7.0

The Good Wife: One Final Farewell with “The End”

(Episode 7.22)

TV Reviews The Good Wife
The Good Wife: One Final Farewell with “The End”

I had so many feelings watching one of my all-time favorite dramas came to an end.

On a scale of How I Met Your Mother to Friday Night Lights (with HIMYMobviously being the worst), The Good Wife comes in as a slightly above average series finale. There was a lot to like. In general, I prefer a series finale where we get the sense that the lives of our characters will keep going. That, just because we aren’t there to watch them, Alicia, Diane, Cary, Eli and all the rest will continue on. I don’t need everything to be wrapped up neatly. I’m okay with someunanswered questions.

By now you’ve probably seen what series creators Robert and Michelle King had to say about the finale. If not, check out their video here.

From their perspective, Alicia slapped Peter in the series premiere and now Diane slaps Alicia in the finale. The slapper becomes the slappee. The slap was symbolic of how much Alicia has changed over the courses of seven seasons. Great. Fine. But it is a lousy note to end the whole show on. I didn’t need a sunshine and roses ending, but a slightly more optimistic one would have been preferred. Also, for a show that was about strong female characters, I’m not a fan of the final moment being a catfight move. Alicia may have deserved to be slapped, but Diane is better than that.

§ **Records supplied**
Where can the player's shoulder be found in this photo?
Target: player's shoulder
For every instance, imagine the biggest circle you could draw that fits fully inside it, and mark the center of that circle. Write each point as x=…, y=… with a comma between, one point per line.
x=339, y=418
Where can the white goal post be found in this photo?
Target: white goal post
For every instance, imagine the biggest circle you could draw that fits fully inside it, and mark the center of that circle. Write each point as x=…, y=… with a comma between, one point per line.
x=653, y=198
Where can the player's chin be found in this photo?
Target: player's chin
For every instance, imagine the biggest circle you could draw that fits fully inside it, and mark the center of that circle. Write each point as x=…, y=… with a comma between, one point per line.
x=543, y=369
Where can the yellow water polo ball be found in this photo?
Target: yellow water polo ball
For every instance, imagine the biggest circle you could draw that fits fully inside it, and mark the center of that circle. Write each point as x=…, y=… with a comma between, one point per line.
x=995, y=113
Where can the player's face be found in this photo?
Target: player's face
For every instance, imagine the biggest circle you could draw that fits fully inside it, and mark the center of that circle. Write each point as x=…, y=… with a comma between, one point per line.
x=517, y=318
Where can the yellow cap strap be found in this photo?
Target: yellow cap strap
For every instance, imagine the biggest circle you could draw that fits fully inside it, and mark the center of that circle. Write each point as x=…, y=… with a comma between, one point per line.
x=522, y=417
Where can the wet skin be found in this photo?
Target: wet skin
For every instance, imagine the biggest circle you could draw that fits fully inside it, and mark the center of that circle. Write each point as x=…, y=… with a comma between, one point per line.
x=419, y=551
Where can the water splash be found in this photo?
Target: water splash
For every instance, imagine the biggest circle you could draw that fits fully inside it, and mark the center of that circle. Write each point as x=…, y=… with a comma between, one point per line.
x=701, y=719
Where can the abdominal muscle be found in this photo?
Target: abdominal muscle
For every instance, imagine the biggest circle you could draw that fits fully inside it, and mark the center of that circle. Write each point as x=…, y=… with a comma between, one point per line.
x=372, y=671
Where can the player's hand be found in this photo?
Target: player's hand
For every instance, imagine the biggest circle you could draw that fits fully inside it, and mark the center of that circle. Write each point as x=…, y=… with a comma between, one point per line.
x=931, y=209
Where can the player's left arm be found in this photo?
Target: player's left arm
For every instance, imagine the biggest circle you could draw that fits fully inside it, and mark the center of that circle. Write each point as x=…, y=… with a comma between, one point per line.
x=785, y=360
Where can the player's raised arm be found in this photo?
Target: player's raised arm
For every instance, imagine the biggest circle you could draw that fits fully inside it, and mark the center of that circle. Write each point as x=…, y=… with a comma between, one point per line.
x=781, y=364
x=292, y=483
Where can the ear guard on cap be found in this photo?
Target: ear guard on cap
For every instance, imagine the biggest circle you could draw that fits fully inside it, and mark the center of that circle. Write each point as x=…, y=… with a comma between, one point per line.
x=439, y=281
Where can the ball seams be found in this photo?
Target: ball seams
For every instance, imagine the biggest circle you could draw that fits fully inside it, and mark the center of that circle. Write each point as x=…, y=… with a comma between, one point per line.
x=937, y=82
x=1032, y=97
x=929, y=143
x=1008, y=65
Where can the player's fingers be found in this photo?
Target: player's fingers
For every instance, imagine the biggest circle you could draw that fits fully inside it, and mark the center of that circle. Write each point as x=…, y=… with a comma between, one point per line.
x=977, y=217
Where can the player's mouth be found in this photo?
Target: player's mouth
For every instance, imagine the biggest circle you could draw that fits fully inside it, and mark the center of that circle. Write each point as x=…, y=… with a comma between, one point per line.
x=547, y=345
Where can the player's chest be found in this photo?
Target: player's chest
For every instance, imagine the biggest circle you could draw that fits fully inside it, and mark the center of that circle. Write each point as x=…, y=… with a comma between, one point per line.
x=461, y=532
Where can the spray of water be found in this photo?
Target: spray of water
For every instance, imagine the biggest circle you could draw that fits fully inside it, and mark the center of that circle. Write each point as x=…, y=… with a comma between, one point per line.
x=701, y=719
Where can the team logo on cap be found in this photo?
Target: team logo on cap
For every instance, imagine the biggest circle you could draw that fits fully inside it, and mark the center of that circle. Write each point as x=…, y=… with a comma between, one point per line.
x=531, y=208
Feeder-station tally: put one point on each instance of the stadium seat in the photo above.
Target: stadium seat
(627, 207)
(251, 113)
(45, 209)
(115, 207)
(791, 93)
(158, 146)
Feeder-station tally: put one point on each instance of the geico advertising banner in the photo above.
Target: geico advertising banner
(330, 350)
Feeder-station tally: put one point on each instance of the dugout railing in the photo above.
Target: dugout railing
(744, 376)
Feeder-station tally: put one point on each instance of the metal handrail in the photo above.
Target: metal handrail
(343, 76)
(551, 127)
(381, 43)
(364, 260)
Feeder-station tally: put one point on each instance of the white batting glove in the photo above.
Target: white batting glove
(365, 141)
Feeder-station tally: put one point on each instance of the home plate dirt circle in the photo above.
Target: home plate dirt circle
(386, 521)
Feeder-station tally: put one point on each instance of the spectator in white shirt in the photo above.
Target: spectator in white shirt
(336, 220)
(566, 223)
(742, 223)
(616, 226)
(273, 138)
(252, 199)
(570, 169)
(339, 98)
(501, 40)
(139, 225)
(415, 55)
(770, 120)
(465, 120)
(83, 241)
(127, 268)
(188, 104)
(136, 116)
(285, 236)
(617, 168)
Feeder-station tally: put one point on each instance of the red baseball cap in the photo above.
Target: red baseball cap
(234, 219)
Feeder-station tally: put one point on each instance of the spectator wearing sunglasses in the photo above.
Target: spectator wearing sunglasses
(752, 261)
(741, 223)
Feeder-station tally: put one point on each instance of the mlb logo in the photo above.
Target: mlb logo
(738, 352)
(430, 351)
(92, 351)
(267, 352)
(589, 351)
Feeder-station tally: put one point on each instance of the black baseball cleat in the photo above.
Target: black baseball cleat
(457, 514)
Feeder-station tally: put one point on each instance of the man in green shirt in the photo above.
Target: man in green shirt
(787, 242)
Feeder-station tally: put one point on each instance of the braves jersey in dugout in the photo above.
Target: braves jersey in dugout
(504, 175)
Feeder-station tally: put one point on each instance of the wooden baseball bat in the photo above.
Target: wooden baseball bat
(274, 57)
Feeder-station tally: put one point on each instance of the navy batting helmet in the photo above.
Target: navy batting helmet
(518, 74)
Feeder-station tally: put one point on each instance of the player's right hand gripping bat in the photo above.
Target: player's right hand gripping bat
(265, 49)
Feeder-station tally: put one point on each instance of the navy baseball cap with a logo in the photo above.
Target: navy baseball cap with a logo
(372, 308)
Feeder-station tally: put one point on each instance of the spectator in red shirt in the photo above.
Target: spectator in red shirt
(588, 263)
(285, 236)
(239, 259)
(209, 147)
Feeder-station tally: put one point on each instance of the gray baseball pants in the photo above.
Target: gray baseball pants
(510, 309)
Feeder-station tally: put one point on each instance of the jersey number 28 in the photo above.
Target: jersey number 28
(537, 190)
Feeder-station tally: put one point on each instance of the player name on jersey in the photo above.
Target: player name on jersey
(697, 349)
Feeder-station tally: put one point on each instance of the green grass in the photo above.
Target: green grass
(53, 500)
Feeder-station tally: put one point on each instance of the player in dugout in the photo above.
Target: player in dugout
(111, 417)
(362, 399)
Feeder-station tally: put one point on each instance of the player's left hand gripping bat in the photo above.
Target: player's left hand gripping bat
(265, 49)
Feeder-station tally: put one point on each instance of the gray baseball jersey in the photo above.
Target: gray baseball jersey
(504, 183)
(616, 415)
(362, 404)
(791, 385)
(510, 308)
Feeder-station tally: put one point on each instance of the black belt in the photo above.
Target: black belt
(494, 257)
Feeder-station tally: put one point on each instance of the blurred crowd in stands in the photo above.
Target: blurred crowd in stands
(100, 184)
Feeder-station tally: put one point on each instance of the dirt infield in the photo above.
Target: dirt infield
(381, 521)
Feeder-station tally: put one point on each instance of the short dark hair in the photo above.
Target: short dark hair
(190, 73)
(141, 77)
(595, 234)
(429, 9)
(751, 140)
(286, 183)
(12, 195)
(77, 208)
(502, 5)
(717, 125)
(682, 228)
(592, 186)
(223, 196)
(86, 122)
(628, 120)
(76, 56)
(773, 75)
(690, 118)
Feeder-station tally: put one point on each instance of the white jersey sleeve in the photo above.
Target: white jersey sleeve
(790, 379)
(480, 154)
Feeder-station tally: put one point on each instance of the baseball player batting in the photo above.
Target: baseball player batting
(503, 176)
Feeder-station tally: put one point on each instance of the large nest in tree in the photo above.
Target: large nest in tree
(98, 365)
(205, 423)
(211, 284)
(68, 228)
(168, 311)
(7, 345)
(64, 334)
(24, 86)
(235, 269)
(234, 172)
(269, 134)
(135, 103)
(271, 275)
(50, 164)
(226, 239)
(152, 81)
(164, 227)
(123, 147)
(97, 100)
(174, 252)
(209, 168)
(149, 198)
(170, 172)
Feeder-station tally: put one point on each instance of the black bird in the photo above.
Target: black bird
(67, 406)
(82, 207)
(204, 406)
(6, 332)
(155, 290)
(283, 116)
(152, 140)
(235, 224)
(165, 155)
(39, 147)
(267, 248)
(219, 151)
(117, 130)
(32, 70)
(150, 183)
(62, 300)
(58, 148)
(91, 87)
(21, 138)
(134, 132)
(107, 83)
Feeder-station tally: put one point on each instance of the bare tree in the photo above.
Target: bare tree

§ **What this exercise asks**
1. Extract the part of the finale review starting with "I had so many" and going on through "with someunanswered questions.".
2. Lay out the lines of the entries as a JSON list of strings, one per line, starting with the line with "Where can the abdominal" and going on through the line with "x=372, y=671". Skip blank lines.
The review and the entries have no connection to each other.

§ **Answers to the problems**
1.
I had so many feelings watching one of my all-time favorite dramas came to an end.

On a scale of How I Met Your Mother to Friday Night Lights (with HIMYMobviously being the worst), The Good Wife comes in as a slightly above average series finale. There was a lot to like. In general, I prefer a series finale where we get the sense that the lives of our characters will keep going. That, just because we aren’t there to watch them, Alicia, Diane, Cary, Eli and all the rest will continue on. I don’t need everything to be wrapped up neatly. I’m okay with someunanswered questions.

2.
[
  "Where can the abdominal muscle be found in this photo?",
  "Target: abdominal muscle",
  "For every instance, imagine the biggest circle you could draw that fits fully inside it, and mark the center of that circle. Write each point as x=…, y=… with a comma between, one point per line.",
  "x=372, y=671"
]